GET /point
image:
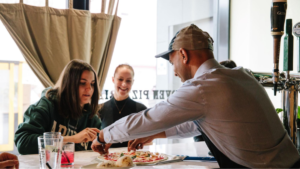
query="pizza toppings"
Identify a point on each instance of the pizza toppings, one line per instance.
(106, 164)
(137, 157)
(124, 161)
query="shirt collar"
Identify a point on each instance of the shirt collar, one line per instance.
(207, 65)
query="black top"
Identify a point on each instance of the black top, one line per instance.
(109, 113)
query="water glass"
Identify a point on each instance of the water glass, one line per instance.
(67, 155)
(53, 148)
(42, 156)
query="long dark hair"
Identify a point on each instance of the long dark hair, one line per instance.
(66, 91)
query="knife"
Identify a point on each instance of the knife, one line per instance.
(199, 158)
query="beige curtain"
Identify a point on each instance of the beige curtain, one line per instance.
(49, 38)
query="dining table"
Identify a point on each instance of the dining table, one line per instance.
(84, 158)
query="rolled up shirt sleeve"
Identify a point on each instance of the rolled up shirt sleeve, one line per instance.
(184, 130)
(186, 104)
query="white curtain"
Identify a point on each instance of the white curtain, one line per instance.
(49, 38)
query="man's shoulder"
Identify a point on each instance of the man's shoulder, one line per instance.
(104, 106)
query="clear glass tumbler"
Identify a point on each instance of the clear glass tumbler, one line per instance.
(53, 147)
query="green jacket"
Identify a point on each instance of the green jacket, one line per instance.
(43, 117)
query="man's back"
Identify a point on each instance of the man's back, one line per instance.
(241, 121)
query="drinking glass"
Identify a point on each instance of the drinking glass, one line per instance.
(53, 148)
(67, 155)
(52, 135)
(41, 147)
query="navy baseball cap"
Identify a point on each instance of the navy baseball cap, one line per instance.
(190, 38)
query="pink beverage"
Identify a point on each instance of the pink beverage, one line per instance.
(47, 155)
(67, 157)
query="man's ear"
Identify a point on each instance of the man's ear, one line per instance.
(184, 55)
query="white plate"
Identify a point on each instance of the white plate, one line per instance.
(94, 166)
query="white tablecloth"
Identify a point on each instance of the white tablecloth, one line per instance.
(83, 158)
* * *
**Task description:** Exclude the pictures and reproduce every entry exactly.

**Problem solution:**
GET /point
image:
query="pizza toppings"
Identify a point on each instance of the pizza toppings, one line per instance.
(106, 164)
(137, 157)
(124, 161)
query="shirt collar"
Identify a point on each instance of the shirt collar, one line per instance.
(207, 65)
query="black top"
Identify a point on each instance of the black top, one line per instance.
(109, 113)
query="water glass"
Identify a point on each instance of the water glass, one line per instance.
(67, 155)
(53, 148)
(42, 156)
query="long dark hair"
Identify a point on each instance of the long dark hair, one line per instance.
(66, 91)
query="knife"
Identify a point on each instance of the knife, one line per instance.
(199, 158)
query="beige curtain"
Identify a point on each instance of the beige curtain, one line per instance.
(49, 38)
query="dining table"
Identify a point on each instance of the dining table, one line per instance.
(84, 158)
query="rolled up shirt sleeve"
Identify a point on each instance of the rolled up shirt sleeve, one line per instance.
(184, 130)
(186, 104)
query="white curtain"
Identify a point on each instance of the white curtain, one line per instance.
(49, 38)
query="man's shoulder"
Identify a point on each instance of the man's shoulder, one line per instance.
(104, 106)
query="clear glass tumbler"
Identify a point on each instance of the clear glass tumbler, one line per instance.
(53, 147)
query="green jacket"
Identify a point on each instance of the green jacket, one line per instance.
(43, 117)
query="man's back"
Identify a point on each instance of the man's back, one line per instance.
(241, 121)
query="drinking glass"
Identify a point on each instance of the drinking glass, one line per instance.
(53, 148)
(67, 155)
(52, 135)
(41, 147)
query="navy baseball cap"
Identify a point on each instance of the navy baseball cap, one line per instance.
(190, 38)
query="pink beverage"
Identify a point on each instance of the pink beverage, one line per instance.
(47, 155)
(67, 157)
query="man's ear"
Identify a point on each instance of the man's ear, one line per instance.
(184, 55)
query="white plate"
Identify a point on each instance of the white plate, one line per instance.
(94, 166)
query="white tablecloth"
Identify a point on each instance of the white tablecloth, one line per instance.
(83, 158)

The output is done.